▶ Rows drawn from a dataset:
══════
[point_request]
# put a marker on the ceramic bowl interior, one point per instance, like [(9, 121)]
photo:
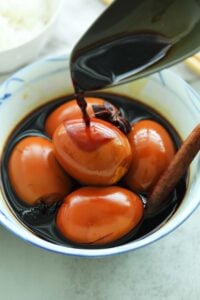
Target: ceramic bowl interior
[(46, 80)]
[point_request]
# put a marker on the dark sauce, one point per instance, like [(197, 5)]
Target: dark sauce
[(112, 61), (41, 218)]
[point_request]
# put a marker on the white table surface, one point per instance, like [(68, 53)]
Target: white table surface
[(168, 269)]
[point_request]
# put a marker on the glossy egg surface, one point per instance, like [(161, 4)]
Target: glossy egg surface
[(99, 216), (98, 154), (153, 150), (69, 111), (34, 172)]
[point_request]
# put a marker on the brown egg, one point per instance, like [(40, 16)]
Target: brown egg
[(98, 216), (34, 172), (69, 111), (153, 149), (98, 154)]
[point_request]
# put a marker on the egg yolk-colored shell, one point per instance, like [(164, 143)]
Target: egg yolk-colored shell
[(69, 111), (153, 150), (98, 154), (34, 172), (99, 215)]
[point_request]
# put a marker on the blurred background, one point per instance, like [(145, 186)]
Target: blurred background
[(168, 269)]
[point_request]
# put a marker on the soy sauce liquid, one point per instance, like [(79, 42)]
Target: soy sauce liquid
[(125, 40), (112, 61), (43, 224)]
══════
▶ Task objective: Write out all of the records above verbatim, omitting the pictures.

▶ The output:
[point_request]
# put a marker on the ceramic bowl interior, one point per instance, like [(9, 121)]
photo:
Target: ceramic bowl interior
[(46, 80)]
[point_request]
# put a marker on the dark sauce, one point per instance, like [(197, 5)]
Target: dark sauce
[(112, 61), (41, 218)]
[point_request]
# put a marker on the white table surface, one point per instance, like [(68, 53)]
Target: white table surface
[(168, 269)]
[point_request]
# put a marker on the glossy egg surface, one point per instance, like [(161, 4)]
Target: glossy egg surface
[(99, 216), (98, 154), (153, 150), (69, 111), (34, 172)]
[point_request]
# put a marker on the brown egg, one point per instance, like [(40, 16)]
Target: brown egg
[(98, 216), (34, 172), (69, 111), (153, 149), (98, 154)]
[point_request]
# put a marker on the egg yolk-colored shell, one point per instance, like [(164, 143)]
Target: egg yolk-colored shell
[(69, 111), (153, 150), (98, 154), (34, 172), (99, 215)]
[point_request]
# put a marker on the blurred background, one point per instance, like [(145, 186)]
Target: blurred background
[(168, 269)]
[point_request]
# put a marker on the soy sauce liquid, one point per instance, like [(79, 42)]
Target: soy sauce liquid
[(125, 40), (112, 61), (43, 224)]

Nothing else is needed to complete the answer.